## EXERCISE BRIEF
Copy out every line from the line with "Question. The picture above shows the dog's head." through the line with "(1089, 447)", requests included, and scale each coordinate in the answers by 1.25, rounding to whole numbers with halves rounded up.

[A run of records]
★ ★ ★ ★ ★ ★ ★
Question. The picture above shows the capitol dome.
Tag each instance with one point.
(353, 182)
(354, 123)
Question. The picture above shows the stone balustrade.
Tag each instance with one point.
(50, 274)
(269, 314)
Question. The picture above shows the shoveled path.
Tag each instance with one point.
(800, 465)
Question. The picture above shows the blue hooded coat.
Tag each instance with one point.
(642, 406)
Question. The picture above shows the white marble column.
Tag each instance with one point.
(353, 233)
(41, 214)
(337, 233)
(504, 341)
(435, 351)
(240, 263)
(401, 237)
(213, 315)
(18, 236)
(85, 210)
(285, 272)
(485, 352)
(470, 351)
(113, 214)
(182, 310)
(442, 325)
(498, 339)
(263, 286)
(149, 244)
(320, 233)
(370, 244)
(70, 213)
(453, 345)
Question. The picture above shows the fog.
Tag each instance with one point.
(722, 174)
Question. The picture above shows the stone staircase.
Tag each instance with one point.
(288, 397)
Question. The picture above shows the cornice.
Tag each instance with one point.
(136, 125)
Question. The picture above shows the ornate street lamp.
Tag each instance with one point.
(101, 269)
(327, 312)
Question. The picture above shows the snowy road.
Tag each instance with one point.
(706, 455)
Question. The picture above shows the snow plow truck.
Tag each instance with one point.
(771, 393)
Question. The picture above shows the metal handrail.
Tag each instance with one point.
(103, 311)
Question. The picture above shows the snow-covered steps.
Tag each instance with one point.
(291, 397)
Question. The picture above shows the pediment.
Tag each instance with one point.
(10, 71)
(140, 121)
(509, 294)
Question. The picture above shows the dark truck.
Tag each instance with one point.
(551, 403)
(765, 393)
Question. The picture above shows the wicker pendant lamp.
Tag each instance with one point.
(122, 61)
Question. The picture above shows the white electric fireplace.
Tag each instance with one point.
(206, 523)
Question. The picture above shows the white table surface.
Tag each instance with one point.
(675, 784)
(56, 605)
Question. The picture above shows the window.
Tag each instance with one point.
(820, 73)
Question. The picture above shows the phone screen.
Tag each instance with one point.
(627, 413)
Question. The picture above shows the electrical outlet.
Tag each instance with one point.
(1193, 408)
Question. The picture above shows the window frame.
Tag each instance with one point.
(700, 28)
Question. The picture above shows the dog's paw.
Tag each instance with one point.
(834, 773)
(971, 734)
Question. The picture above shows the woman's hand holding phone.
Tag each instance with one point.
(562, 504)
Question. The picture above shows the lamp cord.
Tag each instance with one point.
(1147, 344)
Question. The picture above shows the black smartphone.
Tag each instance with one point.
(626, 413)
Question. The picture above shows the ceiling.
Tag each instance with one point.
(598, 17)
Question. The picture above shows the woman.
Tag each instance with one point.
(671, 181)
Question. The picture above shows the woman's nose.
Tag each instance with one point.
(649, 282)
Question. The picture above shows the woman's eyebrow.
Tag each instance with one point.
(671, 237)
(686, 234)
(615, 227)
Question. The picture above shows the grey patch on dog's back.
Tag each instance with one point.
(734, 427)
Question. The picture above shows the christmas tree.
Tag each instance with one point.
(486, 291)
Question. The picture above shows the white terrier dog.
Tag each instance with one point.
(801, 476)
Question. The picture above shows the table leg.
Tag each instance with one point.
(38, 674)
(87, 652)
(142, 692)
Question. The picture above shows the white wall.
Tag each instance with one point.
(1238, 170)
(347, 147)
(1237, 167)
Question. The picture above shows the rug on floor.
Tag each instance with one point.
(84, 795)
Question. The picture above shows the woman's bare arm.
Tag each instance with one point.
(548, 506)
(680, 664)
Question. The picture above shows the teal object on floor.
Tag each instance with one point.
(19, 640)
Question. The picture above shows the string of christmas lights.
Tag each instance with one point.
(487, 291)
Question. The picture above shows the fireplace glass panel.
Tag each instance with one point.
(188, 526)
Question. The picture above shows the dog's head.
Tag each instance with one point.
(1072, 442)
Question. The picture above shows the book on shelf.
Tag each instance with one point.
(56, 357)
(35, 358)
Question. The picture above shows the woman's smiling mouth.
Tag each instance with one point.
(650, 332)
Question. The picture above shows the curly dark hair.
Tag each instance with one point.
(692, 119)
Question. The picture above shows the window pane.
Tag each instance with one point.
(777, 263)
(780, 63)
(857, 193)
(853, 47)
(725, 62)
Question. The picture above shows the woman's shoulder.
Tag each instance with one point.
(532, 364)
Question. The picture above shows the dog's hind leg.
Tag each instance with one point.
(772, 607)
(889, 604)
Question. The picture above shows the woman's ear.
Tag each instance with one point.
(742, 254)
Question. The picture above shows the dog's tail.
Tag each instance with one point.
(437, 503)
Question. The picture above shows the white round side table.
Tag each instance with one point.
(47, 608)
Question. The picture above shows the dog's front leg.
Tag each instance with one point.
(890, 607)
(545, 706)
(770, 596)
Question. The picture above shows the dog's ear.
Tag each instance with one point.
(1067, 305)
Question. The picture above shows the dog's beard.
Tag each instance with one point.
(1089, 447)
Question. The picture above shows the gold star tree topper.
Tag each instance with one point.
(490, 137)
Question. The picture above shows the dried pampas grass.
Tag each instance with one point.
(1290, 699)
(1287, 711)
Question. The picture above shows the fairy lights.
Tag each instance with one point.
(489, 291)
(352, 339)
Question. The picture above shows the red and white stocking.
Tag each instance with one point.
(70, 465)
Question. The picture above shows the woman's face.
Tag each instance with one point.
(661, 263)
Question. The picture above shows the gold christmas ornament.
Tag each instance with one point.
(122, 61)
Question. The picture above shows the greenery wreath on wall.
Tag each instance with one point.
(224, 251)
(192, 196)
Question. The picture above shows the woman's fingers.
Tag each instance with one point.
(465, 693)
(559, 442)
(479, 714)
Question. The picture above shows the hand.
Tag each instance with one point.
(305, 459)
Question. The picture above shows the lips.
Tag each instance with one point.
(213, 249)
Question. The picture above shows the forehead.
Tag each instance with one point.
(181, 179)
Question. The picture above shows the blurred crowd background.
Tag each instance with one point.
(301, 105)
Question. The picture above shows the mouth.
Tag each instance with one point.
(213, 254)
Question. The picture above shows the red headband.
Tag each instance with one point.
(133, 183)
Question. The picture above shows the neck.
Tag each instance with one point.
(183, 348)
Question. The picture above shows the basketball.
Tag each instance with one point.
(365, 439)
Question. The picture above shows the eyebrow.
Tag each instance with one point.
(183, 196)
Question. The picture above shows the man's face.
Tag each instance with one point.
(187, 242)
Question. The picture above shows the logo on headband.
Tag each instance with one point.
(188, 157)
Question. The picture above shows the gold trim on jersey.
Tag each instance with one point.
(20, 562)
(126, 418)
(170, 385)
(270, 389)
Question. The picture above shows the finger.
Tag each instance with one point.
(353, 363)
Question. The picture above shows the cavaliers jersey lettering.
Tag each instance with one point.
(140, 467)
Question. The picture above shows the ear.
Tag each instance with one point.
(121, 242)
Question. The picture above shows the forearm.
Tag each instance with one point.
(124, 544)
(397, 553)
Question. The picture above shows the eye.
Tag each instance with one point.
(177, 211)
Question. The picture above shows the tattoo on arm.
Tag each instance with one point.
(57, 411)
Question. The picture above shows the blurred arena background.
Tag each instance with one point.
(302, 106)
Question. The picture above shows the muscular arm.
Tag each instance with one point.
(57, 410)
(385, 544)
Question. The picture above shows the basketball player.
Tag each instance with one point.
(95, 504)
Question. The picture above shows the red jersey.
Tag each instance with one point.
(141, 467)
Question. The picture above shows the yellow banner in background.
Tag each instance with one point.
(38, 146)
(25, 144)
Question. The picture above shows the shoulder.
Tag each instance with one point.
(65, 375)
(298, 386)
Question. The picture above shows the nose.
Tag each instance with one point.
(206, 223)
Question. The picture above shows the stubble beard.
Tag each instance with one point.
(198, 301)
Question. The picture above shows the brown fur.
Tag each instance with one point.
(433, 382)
★ ★ ★ ★ ★ ★ ★
## TASK OUTPUT
Question. The picture above shows the dog's head.
Tag each instance with one point.
(1340, 553)
Question. The picture above shows the book on shelf.
Tag each instance with one point.
(70, 446)
(44, 448)
Question. The picture above shows the woman's smiling mouth.
Tag each instance with one point.
(813, 415)
Question. The picture above shows the curly dark hair.
Tag each instance with one point.
(865, 149)
Question. The picture above shows the window pane.
Tag each instance with one point.
(971, 329)
(975, 79)
(1071, 241)
(1066, 59)
(906, 78)
Question. The picture above shows the woman's shoulder.
Tag each instance with one point.
(665, 455)
Question. The picture above shows the dog's hind leg.
Tag each instance with one point.
(965, 759)
(1111, 755)
Question. The picture above shows the woman's ear.
Tag each instance with one point.
(928, 318)
Question. The picture above shows the dog's tail.
Tag each instance with one point.
(546, 629)
Question. The picture above shows the white round side table.
Tag each instance with one point.
(59, 760)
Question. The picture above shows the dog's front leg.
Tag each instance with one point.
(1113, 759)
(681, 883)
(963, 745)
Question. The picture above shows the dog's ear.
Tag each instance with one point.
(1334, 381)
Question. The picture above shows the dog's beard.
Tag each instance with one point.
(1361, 559)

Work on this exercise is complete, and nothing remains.